**WHAT TO WORK ON:** Count the lines in the rows below that contain the word "green". Reply with the number only.

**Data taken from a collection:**
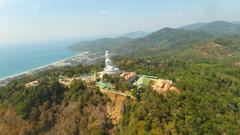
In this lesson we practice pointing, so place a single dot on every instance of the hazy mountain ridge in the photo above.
(163, 40)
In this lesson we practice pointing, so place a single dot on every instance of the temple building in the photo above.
(110, 68)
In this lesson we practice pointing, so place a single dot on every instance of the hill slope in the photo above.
(217, 28)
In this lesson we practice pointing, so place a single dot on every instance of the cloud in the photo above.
(103, 12)
(36, 7)
(179, 14)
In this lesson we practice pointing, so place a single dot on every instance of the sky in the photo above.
(52, 20)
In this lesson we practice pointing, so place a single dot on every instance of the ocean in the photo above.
(16, 59)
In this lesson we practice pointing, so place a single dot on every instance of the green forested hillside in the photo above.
(217, 28)
(205, 68)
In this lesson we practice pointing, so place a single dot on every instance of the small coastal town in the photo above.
(138, 80)
(82, 58)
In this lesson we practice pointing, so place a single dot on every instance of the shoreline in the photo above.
(80, 58)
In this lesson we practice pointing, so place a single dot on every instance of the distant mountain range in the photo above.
(163, 40)
(217, 28)
(135, 34)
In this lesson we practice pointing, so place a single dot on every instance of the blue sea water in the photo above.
(15, 59)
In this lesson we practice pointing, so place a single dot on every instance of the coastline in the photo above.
(81, 58)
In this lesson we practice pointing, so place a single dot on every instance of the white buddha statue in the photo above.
(110, 67)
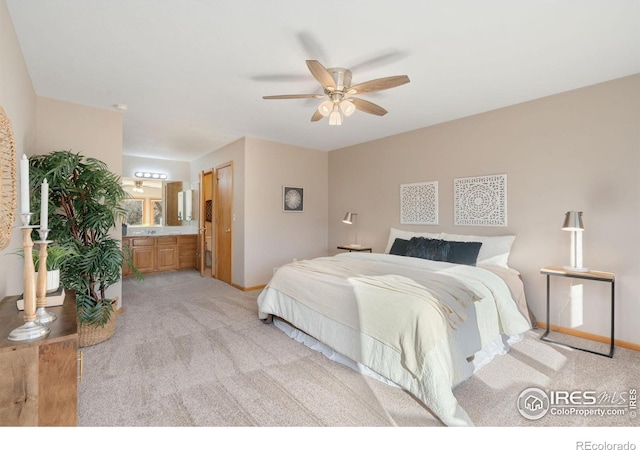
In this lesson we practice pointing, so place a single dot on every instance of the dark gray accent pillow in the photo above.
(399, 247)
(425, 248)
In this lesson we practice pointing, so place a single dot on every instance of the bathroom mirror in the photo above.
(153, 202)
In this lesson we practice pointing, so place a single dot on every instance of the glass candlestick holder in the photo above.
(31, 329)
(42, 315)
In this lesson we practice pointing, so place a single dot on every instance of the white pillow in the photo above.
(404, 234)
(494, 250)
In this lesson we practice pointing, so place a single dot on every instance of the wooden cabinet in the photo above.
(161, 253)
(39, 379)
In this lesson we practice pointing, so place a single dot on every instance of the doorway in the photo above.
(223, 222)
(206, 239)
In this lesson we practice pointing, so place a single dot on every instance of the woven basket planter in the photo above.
(89, 334)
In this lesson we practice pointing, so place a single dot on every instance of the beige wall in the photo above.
(89, 131)
(234, 152)
(579, 150)
(264, 236)
(18, 100)
(274, 237)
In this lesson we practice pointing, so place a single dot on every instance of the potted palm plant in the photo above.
(85, 205)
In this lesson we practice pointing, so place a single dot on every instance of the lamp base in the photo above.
(576, 269)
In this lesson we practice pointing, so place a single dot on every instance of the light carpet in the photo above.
(191, 352)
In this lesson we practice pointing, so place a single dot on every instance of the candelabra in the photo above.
(42, 315)
(30, 329)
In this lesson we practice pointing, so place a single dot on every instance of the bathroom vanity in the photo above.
(161, 253)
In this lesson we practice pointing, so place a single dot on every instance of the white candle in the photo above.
(24, 185)
(44, 208)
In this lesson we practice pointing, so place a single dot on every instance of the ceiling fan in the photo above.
(339, 93)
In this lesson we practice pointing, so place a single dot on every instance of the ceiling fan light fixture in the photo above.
(325, 107)
(335, 118)
(347, 108)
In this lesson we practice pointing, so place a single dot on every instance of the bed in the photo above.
(423, 315)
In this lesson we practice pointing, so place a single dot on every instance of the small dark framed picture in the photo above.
(292, 199)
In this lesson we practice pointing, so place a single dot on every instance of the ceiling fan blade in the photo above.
(321, 74)
(368, 107)
(378, 84)
(272, 97)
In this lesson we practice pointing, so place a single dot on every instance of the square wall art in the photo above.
(481, 201)
(419, 203)
(292, 199)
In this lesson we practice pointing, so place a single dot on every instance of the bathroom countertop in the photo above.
(159, 231)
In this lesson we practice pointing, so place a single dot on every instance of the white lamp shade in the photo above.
(573, 221)
(325, 108)
(335, 118)
(347, 107)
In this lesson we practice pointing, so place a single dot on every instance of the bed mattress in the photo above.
(416, 323)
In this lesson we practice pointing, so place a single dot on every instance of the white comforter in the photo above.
(413, 321)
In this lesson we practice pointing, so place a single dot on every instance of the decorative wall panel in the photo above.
(419, 203)
(481, 201)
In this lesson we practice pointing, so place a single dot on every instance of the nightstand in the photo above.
(590, 275)
(354, 248)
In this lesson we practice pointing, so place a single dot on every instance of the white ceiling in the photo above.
(193, 72)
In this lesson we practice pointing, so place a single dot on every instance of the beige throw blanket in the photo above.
(399, 316)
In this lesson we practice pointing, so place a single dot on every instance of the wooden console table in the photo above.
(39, 379)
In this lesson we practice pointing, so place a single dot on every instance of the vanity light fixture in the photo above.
(138, 187)
(156, 176)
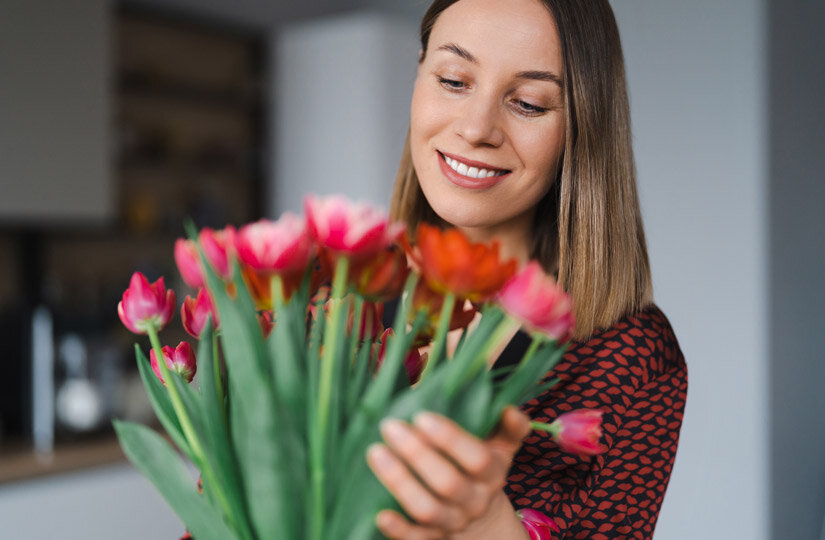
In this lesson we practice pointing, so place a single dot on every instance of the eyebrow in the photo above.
(534, 75)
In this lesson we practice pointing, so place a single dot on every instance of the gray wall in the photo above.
(54, 111)
(797, 267)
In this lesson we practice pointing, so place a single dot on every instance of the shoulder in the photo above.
(635, 350)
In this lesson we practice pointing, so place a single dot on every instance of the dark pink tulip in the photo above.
(355, 230)
(189, 262)
(413, 362)
(218, 246)
(579, 431)
(181, 360)
(534, 298)
(282, 246)
(144, 305)
(538, 525)
(194, 312)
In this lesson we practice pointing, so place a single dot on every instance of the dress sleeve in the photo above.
(639, 382)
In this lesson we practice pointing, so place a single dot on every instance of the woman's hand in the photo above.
(448, 481)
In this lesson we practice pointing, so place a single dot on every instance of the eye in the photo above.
(451, 84)
(528, 108)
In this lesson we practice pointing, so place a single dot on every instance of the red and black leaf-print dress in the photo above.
(635, 373)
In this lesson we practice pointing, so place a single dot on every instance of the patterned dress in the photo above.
(635, 373)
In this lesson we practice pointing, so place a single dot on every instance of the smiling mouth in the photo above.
(472, 171)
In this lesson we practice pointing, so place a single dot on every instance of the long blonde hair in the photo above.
(588, 228)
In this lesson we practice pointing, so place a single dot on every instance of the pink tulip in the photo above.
(189, 262)
(355, 230)
(578, 431)
(282, 246)
(538, 525)
(181, 360)
(144, 305)
(194, 312)
(218, 246)
(535, 299)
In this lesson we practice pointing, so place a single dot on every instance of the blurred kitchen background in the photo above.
(118, 120)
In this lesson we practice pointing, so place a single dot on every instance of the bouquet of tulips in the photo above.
(295, 370)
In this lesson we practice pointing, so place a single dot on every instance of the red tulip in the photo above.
(535, 299)
(181, 360)
(194, 312)
(144, 305)
(413, 362)
(578, 431)
(218, 246)
(538, 525)
(449, 262)
(282, 246)
(355, 230)
(189, 262)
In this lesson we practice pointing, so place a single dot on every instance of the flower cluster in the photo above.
(288, 314)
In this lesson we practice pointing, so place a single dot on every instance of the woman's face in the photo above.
(487, 118)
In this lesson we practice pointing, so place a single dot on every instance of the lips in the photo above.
(469, 174)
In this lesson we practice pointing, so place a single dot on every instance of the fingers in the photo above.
(468, 452)
(395, 527)
(439, 474)
(411, 494)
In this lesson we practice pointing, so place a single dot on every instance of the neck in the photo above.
(513, 237)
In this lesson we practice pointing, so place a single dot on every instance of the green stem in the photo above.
(186, 425)
(439, 343)
(216, 366)
(328, 358)
(553, 428)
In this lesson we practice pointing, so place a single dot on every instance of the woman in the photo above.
(520, 133)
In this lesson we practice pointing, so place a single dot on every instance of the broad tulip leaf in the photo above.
(158, 462)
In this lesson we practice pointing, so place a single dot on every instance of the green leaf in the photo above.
(159, 398)
(156, 460)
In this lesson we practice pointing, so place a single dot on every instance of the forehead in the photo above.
(520, 33)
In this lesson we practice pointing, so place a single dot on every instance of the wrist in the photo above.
(500, 522)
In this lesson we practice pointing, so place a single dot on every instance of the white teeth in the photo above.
(472, 172)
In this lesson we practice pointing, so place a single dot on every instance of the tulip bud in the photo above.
(180, 360)
(144, 305)
(195, 311)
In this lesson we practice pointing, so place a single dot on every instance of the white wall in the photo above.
(107, 503)
(341, 96)
(54, 111)
(697, 77)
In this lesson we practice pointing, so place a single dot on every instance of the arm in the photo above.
(447, 480)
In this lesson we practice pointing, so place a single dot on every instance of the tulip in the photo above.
(189, 262)
(424, 298)
(413, 362)
(195, 311)
(382, 277)
(181, 360)
(535, 299)
(281, 247)
(578, 431)
(538, 525)
(218, 246)
(146, 306)
(450, 263)
(354, 230)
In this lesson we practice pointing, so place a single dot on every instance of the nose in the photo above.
(479, 121)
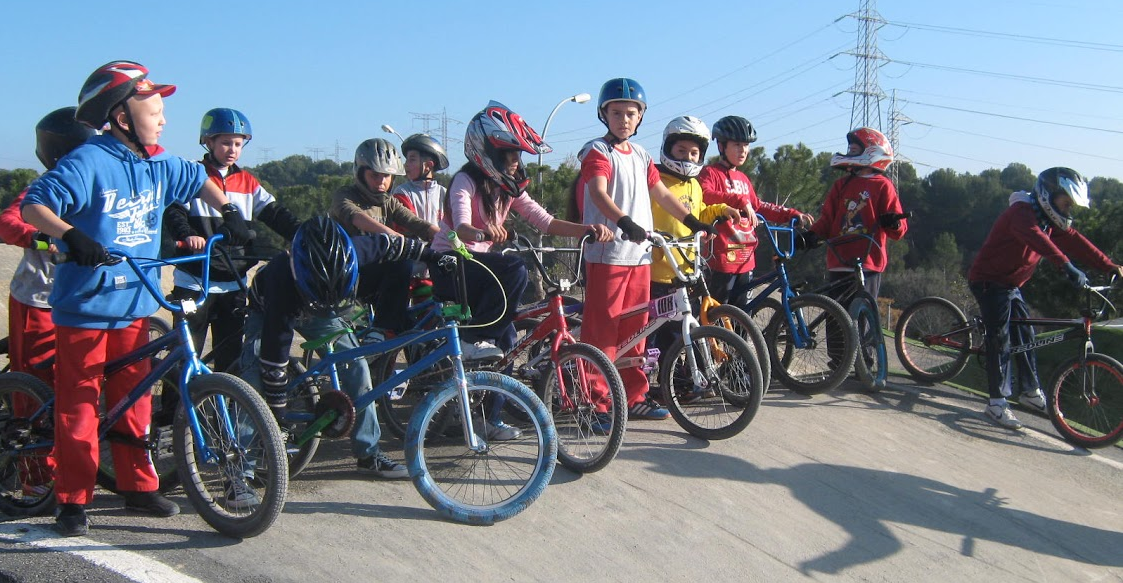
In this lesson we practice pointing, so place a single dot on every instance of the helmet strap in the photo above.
(130, 134)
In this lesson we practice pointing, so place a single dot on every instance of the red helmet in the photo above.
(111, 84)
(493, 131)
(876, 152)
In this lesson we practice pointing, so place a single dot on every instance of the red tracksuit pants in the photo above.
(79, 384)
(610, 290)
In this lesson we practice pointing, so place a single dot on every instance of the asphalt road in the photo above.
(912, 483)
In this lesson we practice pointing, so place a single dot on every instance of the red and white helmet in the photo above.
(111, 84)
(875, 151)
(495, 130)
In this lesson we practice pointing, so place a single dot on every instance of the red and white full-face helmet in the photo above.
(494, 131)
(874, 151)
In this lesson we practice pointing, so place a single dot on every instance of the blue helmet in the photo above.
(225, 120)
(621, 89)
(323, 264)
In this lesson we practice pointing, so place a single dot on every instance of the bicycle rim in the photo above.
(481, 488)
(1086, 401)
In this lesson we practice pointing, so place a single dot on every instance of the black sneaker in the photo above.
(149, 503)
(383, 467)
(71, 520)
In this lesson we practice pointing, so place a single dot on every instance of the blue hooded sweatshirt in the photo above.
(108, 192)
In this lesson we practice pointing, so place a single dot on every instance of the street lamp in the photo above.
(580, 98)
(389, 129)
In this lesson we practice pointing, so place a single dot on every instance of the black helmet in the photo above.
(57, 134)
(733, 128)
(427, 145)
(323, 264)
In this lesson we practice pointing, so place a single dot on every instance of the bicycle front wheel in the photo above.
(735, 319)
(829, 344)
(1086, 401)
(590, 427)
(238, 476)
(933, 339)
(870, 365)
(495, 483)
(27, 424)
(721, 393)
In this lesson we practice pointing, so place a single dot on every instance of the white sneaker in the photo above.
(480, 351)
(1034, 400)
(1002, 416)
(498, 430)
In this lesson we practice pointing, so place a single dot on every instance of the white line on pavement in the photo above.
(127, 564)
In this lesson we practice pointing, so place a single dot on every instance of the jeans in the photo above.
(354, 375)
(998, 303)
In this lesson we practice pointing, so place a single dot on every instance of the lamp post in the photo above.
(580, 98)
(389, 129)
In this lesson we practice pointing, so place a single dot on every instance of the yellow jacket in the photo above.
(690, 193)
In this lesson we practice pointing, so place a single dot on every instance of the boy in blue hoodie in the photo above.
(110, 191)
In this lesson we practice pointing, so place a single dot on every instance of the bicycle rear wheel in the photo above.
(1086, 401)
(27, 483)
(870, 365)
(733, 318)
(823, 362)
(934, 339)
(587, 439)
(726, 395)
(238, 477)
(496, 483)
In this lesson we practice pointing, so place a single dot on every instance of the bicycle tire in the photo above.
(812, 369)
(253, 457)
(165, 399)
(927, 318)
(870, 363)
(764, 316)
(733, 318)
(583, 445)
(708, 412)
(1085, 401)
(465, 485)
(27, 485)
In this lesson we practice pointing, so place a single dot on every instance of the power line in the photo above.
(1092, 87)
(1025, 38)
(989, 114)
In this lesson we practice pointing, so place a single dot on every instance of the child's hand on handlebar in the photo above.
(600, 233)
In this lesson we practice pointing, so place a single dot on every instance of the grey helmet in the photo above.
(684, 127)
(379, 155)
(427, 145)
(1055, 182)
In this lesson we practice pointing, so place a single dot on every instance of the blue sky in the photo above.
(327, 75)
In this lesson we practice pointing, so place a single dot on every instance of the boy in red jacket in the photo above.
(1035, 225)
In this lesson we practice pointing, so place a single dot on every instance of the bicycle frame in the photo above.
(450, 348)
(778, 281)
(180, 346)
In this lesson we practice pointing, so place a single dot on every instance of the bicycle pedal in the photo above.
(630, 362)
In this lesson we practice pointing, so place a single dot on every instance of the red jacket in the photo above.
(1016, 244)
(851, 207)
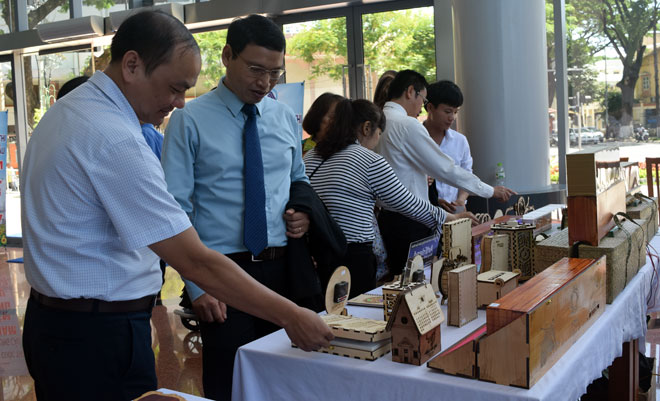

**RESULT:** 3